- Opening Delimiter -

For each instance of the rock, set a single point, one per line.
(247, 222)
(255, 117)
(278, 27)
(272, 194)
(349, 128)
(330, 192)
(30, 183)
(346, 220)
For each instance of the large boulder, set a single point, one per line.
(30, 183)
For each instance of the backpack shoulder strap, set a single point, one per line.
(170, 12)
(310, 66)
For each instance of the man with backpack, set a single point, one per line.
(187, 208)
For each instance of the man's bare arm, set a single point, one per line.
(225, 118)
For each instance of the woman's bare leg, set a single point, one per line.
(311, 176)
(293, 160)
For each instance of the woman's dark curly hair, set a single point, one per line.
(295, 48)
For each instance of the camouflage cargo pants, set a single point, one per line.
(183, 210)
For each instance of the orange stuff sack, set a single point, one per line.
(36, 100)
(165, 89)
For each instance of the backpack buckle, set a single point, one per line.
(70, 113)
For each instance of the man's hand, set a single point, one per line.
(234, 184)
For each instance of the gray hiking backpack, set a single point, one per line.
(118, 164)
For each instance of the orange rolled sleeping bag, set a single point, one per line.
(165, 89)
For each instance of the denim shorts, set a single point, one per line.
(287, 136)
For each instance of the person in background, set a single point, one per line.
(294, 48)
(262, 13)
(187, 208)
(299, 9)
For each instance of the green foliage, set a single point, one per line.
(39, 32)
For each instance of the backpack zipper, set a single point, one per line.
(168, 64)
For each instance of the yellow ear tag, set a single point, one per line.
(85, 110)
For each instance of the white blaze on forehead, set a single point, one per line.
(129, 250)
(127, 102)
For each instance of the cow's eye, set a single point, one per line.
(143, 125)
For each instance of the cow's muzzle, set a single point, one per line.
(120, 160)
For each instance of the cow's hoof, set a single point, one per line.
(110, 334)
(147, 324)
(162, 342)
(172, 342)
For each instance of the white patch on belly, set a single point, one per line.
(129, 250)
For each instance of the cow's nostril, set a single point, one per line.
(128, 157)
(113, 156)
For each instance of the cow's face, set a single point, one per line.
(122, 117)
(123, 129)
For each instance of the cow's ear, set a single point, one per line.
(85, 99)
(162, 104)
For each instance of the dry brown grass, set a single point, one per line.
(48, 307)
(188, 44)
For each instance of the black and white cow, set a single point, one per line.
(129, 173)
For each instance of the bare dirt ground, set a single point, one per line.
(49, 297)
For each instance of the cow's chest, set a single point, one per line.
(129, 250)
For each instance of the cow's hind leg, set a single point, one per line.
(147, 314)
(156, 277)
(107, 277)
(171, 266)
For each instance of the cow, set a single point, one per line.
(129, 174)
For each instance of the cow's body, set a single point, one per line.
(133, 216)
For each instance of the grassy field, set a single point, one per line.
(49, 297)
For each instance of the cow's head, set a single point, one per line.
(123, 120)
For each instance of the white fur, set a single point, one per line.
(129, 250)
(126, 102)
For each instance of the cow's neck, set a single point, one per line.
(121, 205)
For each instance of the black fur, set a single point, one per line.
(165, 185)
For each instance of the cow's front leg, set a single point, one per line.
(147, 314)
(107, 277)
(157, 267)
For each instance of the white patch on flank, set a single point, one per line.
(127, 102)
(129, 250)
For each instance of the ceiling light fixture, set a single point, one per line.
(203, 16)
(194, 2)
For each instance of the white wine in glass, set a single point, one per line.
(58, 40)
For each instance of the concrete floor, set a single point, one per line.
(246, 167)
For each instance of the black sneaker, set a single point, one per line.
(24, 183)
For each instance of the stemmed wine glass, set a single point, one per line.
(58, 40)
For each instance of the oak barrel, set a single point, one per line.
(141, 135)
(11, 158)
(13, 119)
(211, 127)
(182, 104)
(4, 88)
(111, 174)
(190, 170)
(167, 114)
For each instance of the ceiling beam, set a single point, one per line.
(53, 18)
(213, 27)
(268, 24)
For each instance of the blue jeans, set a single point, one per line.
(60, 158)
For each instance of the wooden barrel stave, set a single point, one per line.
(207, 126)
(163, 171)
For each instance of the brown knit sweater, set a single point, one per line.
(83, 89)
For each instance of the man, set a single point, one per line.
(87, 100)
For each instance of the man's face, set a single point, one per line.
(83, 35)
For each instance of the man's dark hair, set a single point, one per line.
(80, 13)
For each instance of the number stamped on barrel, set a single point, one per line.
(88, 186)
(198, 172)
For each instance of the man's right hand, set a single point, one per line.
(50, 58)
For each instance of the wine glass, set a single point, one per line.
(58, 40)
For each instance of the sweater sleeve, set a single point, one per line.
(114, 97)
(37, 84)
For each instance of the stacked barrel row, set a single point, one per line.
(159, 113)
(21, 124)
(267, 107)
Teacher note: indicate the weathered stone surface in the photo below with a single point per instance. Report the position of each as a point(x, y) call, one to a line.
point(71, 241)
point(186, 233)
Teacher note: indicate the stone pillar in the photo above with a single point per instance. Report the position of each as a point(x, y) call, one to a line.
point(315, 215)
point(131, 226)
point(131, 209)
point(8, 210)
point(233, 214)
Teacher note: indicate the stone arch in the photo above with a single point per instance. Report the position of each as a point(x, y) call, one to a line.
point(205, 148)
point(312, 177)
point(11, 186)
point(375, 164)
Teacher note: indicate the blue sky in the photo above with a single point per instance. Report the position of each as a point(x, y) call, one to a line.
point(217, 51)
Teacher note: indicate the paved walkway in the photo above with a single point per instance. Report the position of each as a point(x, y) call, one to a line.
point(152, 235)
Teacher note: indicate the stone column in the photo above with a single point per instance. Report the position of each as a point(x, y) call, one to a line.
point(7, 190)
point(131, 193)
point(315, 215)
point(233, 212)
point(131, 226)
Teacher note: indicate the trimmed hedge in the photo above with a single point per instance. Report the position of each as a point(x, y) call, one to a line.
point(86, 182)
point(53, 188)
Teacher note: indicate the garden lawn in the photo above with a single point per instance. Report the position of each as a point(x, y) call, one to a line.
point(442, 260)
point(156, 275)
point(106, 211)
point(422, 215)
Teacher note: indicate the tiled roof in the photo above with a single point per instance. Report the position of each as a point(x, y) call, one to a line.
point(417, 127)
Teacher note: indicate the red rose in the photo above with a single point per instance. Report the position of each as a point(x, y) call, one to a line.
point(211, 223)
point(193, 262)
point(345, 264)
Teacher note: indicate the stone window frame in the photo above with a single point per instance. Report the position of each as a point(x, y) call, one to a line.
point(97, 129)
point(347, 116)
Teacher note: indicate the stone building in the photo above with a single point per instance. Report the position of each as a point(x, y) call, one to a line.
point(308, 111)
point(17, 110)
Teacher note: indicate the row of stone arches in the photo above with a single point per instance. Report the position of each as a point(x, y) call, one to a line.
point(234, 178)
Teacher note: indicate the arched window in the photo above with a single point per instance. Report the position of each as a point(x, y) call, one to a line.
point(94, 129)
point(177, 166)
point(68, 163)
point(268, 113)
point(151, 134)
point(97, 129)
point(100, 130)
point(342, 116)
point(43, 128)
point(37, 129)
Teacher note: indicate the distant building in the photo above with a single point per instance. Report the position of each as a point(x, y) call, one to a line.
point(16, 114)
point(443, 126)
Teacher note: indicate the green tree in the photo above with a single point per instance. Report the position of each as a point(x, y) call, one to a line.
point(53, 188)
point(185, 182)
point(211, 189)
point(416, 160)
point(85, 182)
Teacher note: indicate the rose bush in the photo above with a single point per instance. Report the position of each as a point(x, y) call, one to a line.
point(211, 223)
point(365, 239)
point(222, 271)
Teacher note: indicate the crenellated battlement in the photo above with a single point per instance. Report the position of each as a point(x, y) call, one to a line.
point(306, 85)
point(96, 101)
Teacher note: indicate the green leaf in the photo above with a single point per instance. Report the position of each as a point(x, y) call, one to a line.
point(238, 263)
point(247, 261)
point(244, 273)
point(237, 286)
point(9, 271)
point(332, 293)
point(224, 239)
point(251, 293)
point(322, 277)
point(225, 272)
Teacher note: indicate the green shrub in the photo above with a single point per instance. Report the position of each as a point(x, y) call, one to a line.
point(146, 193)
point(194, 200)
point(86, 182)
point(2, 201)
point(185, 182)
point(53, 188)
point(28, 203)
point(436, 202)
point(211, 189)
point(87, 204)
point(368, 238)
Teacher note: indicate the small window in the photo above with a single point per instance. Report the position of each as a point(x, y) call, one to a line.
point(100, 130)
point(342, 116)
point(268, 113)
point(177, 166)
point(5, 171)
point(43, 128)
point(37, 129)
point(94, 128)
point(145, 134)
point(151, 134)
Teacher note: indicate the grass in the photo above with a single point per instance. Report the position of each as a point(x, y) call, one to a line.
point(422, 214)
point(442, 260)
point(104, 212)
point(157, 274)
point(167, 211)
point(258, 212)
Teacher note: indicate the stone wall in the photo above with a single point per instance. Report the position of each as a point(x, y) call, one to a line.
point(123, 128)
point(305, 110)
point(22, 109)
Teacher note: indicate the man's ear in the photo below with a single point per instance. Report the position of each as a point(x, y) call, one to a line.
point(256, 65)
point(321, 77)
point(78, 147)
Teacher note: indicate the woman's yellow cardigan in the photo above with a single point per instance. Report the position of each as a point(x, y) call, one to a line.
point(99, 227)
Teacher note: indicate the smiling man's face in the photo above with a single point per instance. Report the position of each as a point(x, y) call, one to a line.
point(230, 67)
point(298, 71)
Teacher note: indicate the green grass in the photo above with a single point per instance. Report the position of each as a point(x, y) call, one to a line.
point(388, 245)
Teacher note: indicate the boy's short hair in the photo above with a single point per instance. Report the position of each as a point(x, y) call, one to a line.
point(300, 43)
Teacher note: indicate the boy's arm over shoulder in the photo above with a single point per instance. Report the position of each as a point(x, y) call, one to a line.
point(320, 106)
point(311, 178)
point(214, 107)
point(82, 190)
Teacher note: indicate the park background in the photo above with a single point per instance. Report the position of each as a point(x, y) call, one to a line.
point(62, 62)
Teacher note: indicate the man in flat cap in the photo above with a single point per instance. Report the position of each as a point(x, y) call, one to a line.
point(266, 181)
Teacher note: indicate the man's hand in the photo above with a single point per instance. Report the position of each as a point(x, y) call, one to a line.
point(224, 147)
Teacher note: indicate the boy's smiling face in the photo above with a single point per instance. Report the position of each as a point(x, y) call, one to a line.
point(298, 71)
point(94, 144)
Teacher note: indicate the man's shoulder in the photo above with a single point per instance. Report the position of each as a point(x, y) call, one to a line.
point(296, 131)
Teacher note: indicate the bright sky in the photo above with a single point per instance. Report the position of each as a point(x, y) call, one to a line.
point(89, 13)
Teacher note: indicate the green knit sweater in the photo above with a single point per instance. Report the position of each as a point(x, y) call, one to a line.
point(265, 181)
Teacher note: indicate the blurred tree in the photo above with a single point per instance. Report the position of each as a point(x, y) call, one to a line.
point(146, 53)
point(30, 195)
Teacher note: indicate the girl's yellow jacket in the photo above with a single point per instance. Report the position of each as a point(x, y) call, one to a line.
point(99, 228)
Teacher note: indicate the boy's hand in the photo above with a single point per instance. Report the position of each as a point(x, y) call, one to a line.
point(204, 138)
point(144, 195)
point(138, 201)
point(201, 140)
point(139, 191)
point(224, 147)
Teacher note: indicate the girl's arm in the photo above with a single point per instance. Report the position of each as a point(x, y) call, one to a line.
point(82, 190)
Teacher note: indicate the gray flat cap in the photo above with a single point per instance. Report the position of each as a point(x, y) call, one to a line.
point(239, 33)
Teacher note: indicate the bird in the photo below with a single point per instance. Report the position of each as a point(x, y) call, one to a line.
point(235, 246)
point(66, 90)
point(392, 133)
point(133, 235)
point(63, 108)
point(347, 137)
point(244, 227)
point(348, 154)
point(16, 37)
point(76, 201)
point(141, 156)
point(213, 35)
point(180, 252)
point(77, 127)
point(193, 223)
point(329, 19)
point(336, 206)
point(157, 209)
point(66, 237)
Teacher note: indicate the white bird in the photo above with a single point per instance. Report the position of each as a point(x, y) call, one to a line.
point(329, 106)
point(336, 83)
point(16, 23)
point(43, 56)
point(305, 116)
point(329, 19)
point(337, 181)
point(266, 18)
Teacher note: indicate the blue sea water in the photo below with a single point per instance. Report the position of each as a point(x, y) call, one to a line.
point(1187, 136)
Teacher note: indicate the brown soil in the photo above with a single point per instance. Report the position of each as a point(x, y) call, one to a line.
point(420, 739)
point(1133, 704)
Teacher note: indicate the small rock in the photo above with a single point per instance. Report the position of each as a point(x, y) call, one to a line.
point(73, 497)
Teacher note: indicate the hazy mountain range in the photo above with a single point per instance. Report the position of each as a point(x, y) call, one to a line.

- Closing Delimiter -

* What to produce
The answer is the line with "Teacher note: indicate the brown" plus every line after it to the last line of the entries above, copied exactly and with no other lines.

* Result
Teacher note: indicate the brown soil in the photo above with a single point per instance. Report the position of each as a point(x, y) call, one to a line.
point(420, 739)
point(1133, 704)
Teacher note: indicate the small rock in the photo above with a single point per instance. Report the position of each as a point(x, y) call, one to a line.
point(73, 497)
Teacher note: indicate the hazy mountain range in the photo above with a single point per instance. Report the position of each as a point(x, y) call, one to a line.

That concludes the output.